INSTRUÇÃO 1:
Transcreva do trecho fornecido a parte que começa em "Rose Esquenazi" e termina em "com o inimigo.".
INSTRUÇÃO 2:
Identifique e copie cada linha dos registros que contém a palavra "shirt", levando em conta a diferença entre maiúsculas e minúsculas.

TRECHO FORNECIDO:
⟨
Rose Esquenazi
https://www.bbc.com/portuguese/brasil-43385807
Em homenagem aos 80 anos da
criação do Serviço Brasileiro da British Broadcasting Corporation, a BBC, no
dia 14 e março, o site da BBC Brasil publicou três reportagens em dezembro de
2017 e março deste ano para contar o trabalho de jornalistas brasileiros que
viveram em Londres e na Itália durante a Segunda Guerra. O interessante é que o
jornalista Thomas Pappon, responsável pelas pesquisas e pelos textos, conseguiu
encontrar vários áudios inéditos que estavam perdidos no acervo da empresa e na
Embaixada do Brasil em Londres. Havia ali uma coleção de 36 discos de 78 rpm
mostrando um pouco da vida do soldado entre as batalhas travadas com o inimigo.
Por feliz coincidência, a
minha dissertação de mestrado na História da Cultura da PUC-Rio era sobre
Francis Hallawell, o Chico da BBC. E eu já tinha ouvido quase tudo. Alguns
áudios, porém, foram surpreendentes. Assim, também fui entrevistada ao lado de
outros pesquisadores como o professor Vinicius Mariano de Carvalho, do Brazil
Institute do King’s College London, e o historiador Francisco Ferraz, professor de Ciência Política na Universidade Federal
do Rio Grande do Sul.
⟩
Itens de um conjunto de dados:
⟨
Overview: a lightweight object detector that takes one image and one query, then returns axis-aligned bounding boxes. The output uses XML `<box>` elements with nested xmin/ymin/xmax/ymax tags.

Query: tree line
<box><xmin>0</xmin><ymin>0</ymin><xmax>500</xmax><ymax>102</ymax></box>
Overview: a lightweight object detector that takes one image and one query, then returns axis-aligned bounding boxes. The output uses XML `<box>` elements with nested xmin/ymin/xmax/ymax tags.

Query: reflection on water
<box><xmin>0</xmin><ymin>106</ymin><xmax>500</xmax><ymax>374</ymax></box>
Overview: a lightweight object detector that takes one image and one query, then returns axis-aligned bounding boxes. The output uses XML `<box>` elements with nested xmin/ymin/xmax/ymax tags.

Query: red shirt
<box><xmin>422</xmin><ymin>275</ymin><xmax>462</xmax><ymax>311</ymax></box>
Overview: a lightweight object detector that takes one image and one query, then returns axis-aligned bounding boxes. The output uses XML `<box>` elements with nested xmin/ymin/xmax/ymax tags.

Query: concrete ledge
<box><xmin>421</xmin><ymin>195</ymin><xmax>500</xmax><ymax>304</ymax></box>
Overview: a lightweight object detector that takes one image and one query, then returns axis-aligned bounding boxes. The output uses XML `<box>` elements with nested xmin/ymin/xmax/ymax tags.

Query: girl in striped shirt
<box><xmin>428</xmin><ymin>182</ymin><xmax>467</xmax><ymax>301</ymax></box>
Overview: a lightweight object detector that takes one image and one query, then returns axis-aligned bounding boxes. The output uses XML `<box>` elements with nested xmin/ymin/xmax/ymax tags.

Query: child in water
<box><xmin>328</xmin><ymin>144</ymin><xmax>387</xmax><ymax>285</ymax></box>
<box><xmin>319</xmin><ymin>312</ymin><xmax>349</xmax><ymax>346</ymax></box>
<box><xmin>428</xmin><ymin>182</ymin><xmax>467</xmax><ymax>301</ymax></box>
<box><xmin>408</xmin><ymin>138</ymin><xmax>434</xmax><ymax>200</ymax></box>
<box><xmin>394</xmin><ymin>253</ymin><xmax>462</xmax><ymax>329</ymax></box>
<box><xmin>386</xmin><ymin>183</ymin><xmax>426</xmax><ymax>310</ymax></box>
⟩
SOLUÇÃO COMPLETA 1:
Rose Esquenazi
https://www.bbc.com/portuguese/brasil-43385807
Em homenagem aos 80 anos da
criação do Serviço Brasileiro da British Broadcasting Corporation, a BBC, no
dia 14 e março, o site da BBC Brasil publicou três reportagens em dezembro de
2017 e março deste ano para contar o trabalho de jornalistas brasileiros que
viveram em Londres e na Itália durante a Segunda Guerra. O interessante é que o
jornalista Thomas Pappon, responsável pelas pesquisas e pelos textos, conseguiu
encontrar vários áudios inéditos que estavam perdidos no acervo da empresa e na
Embaixada do Brasil em Londres. Havia ali uma coleção de 36 discos de 78 rpm
mostrando um pouco da vida do soldado entre as batalhas travadas com o inimigo.

SOLUÇÃO COMPLETA 2:
Query: red shirt
Query: girl in striped shirt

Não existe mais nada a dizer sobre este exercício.